### SELECTED EXTRACT
>>>

WASHINGTON — A sportsmen and recreation bill approved this week by the House would allow greater access for hunting and fishing on federal lands and block the Environmental Protection Agency from banning the use of lead in ammunition and tackle gear.
The measure passed on a bipartisan vote of 268 to 154, and although 41 Democrats sided with Republicans the bill is expected to face tough opposition in the Senate.
Rep. Doc Hastings, Washington state Republican and chairman of the House Natural Resources Committee, said the legislation is needed to protect long-standing American traditions from “bureaucratic threats.
“This legislation ensures that Americans’ ability to fish and hunt will not be arbitrarily subject to limitation by the whim of federal bureaucrats,” Hastings said.
“It also makes clear that public lands are open-until-closed to such recreational activities, and it absolutely makes clear that President Obama’s activist EPA does not have the authority to regulate ammunition and fishing tackle,” Hastings said.
The EPA is already prevented from banning lead ammunition, but Republicans say that environmental groups are trying to make an end-run around the rule and are pressuring the agency to ban the chemical in fishing components and ammunition.
Republicans said the ban would increase the cost of tackle and bullets and put an economic strain on the industry as well as sportsmen.
Democrats countered that lead is toxic to animals when game shot by hunters is instead eaten by other wildlife, and that non-toxic ammunition should be mandated.
“Condors eat dead things, it eats things killed by bullets,” said Rep. Sam Farr, California Democrat.
“Sportsmen I know don’t want to kill the wildlife by poison,” Farr said. “This is nuts. Lead from ammunition is the way you kill animals, not from being shot.”

<<<

### INFORMATION SUPPLIED
>>>

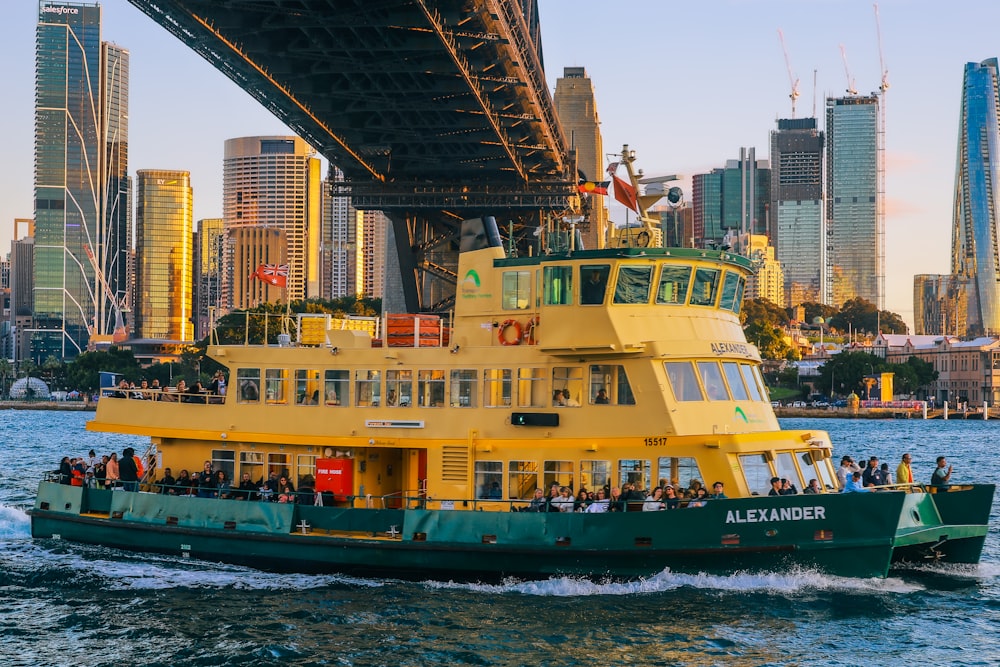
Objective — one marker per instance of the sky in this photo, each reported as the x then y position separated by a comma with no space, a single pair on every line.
685,84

<<<

### WORK TASK 1
From the article on the House sportsmen bill, write out the passage that begins at the words "The EPA is already" and stops after "components and ammunition.".
### WORK TASK 2
Answer these questions using the article on the House sportsmen bill.
(a) What was the vote tally by which the measure passed the House?
(b) What committee does Rep. Doc Hastings chair?
(c) What state does Rep. Sam Farr represent?

### OUTPUT 1
The EPA is already prevented from banning lead ammunition, but Republicans say that environmental groups are trying to make an end-run around the rule and are pressuring the agency to ban the chemical in fishing components and ammunition.

### OUTPUT 2
(a) 268 to 154.
(b) The House Natural Resources Committee.
(c) California.